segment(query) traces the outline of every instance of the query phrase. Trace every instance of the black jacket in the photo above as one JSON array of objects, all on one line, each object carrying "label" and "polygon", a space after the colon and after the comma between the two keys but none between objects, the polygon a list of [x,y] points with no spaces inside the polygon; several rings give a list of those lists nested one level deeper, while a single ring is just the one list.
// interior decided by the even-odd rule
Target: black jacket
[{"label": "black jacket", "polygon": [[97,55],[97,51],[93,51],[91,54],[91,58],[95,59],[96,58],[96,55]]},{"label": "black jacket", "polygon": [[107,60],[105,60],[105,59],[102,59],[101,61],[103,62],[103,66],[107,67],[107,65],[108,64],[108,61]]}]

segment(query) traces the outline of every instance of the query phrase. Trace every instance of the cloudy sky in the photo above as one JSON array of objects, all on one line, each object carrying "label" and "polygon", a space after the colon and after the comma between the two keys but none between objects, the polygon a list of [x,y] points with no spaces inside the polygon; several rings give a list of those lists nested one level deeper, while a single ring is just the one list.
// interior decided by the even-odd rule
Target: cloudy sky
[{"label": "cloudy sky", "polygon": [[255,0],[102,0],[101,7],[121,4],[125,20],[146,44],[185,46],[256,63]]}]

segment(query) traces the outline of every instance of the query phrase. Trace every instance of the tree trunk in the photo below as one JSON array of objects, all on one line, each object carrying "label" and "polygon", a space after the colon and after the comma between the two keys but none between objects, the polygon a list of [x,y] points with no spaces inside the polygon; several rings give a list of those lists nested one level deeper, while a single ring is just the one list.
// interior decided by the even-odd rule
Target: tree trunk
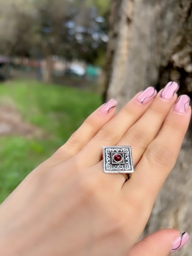
[{"label": "tree trunk", "polygon": [[[192,92],[192,0],[112,0],[106,96],[119,109],[148,86],[171,80],[179,93]],[[192,232],[191,140],[188,132],[174,170],[158,197],[144,233],[162,228]],[[189,255],[191,243],[180,252]]]}]

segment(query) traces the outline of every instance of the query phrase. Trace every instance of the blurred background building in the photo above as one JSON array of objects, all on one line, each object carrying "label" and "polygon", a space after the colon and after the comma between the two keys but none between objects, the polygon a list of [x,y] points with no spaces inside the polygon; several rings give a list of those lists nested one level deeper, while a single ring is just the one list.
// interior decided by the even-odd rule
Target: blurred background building
[{"label": "blurred background building", "polygon": [[[171,80],[179,95],[192,95],[192,0],[0,6],[0,202],[104,100],[117,99],[119,109]],[[190,125],[143,235],[166,227],[192,233],[191,141]],[[189,244],[179,255],[192,250]]]}]

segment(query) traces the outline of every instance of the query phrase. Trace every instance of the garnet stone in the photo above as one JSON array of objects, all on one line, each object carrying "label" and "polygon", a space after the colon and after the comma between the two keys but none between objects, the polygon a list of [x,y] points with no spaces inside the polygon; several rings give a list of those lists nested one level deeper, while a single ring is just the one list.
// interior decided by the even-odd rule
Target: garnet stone
[{"label": "garnet stone", "polygon": [[113,159],[116,162],[120,162],[122,160],[122,156],[119,154],[116,154],[113,156]]}]

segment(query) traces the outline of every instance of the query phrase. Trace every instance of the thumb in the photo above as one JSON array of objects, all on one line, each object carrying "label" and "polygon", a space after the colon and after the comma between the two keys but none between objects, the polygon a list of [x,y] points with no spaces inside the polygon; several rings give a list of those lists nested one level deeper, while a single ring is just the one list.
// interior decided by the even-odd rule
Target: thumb
[{"label": "thumb", "polygon": [[161,229],[136,244],[127,256],[168,256],[179,250],[189,240],[187,232],[175,229]]}]

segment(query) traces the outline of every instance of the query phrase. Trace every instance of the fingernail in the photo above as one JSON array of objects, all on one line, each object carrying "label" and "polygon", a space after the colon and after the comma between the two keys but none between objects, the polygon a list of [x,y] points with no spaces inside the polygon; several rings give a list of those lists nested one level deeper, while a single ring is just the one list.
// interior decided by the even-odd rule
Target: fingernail
[{"label": "fingernail", "polygon": [[190,98],[185,94],[180,96],[174,106],[174,111],[178,114],[184,114],[189,105]]},{"label": "fingernail", "polygon": [[188,243],[190,239],[189,235],[187,232],[184,232],[172,241],[171,252],[174,252],[179,250]]},{"label": "fingernail", "polygon": [[117,104],[116,100],[114,99],[111,99],[103,106],[100,111],[100,113],[102,115],[107,115],[111,109],[116,106]]},{"label": "fingernail", "polygon": [[179,85],[175,82],[172,81],[167,84],[161,92],[160,97],[164,100],[171,100],[179,89]]},{"label": "fingernail", "polygon": [[141,92],[136,100],[138,103],[146,104],[154,98],[157,92],[155,88],[150,86]]}]

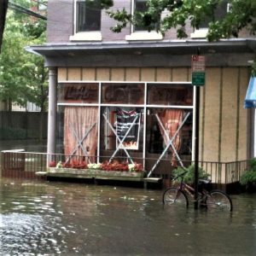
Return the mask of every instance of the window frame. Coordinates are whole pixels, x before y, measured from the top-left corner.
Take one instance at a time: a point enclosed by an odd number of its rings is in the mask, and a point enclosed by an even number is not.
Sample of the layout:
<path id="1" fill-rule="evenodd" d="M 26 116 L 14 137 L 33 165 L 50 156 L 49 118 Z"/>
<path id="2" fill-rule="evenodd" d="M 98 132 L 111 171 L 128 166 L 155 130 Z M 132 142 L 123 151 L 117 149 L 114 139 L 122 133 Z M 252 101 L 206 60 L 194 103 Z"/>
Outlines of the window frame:
<path id="1" fill-rule="evenodd" d="M 100 30 L 96 31 L 78 31 L 78 3 L 84 2 L 84 0 L 75 0 L 73 5 L 73 34 L 69 37 L 70 41 L 102 41 L 102 14 Z"/>
<path id="2" fill-rule="evenodd" d="M 135 6 L 137 0 L 131 0 L 131 13 L 134 15 Z M 147 2 L 147 0 L 145 0 Z M 131 34 L 125 37 L 125 40 L 133 41 L 133 40 L 162 40 L 163 35 L 155 30 L 154 31 L 147 31 L 147 30 L 138 30 L 136 31 L 135 26 L 133 24 L 131 25 Z"/>

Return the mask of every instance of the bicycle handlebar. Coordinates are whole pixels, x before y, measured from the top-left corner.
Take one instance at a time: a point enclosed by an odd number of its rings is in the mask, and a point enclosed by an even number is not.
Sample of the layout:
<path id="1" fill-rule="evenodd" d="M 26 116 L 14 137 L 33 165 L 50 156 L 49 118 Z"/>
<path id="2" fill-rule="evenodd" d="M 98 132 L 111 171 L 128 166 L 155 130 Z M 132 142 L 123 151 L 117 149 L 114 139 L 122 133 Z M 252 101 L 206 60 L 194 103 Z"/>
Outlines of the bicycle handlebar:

*Short problem*: Only the lines from the one containing "Return the mask of every instance of the window" to the end of the data should be printed, exactly as they stand.

*Result for this exercise*:
Return the mask of every instance of the window frame. Coordinates are whole pixels, x before y, measured from the top-left corner.
Take one instance at a time: a point enclosed by an odd number of its rings is in the mask, and a point enclosed by an even number is not.
Sample of the layout:
<path id="1" fill-rule="evenodd" d="M 26 116 L 14 137 L 33 165 L 50 156 L 49 118 Z"/>
<path id="2" fill-rule="evenodd" d="M 98 132 L 111 171 L 128 166 L 155 130 Z M 132 142 L 123 151 L 117 149 L 114 139 L 122 133 Z M 252 101 L 206 60 L 194 103 Z"/>
Outlines of the window frame:
<path id="1" fill-rule="evenodd" d="M 100 30 L 96 31 L 78 31 L 78 3 L 84 2 L 84 0 L 75 0 L 73 5 L 73 34 L 69 37 L 70 41 L 102 41 L 102 14 Z"/>
<path id="2" fill-rule="evenodd" d="M 135 6 L 137 0 L 131 0 L 131 13 L 134 15 Z M 147 2 L 147 0 L 145 0 Z M 131 34 L 125 37 L 125 40 L 133 41 L 133 40 L 162 40 L 163 35 L 155 30 L 154 31 L 147 31 L 147 30 L 138 30 L 136 31 L 135 26 L 133 24 L 131 25 Z"/>

Return the mask of every instance of the bicycle handlebar. Coordinates are whole pixels, x before y, measured from the top-left corner.
Take one instance at a time: a point enclosed by an odd number of its rings is in the mask, and a point enclosed by an even number is not.
Sample of the layout:
<path id="1" fill-rule="evenodd" d="M 26 116 L 14 137 L 33 165 L 50 156 L 49 118 Z"/>
<path id="2" fill-rule="evenodd" d="M 98 132 L 111 171 L 128 166 L 155 130 Z M 132 142 L 123 151 L 117 149 L 114 139 L 122 133 Z M 252 101 L 206 60 L 194 103 Z"/>
Outlines of the bicycle handlebar:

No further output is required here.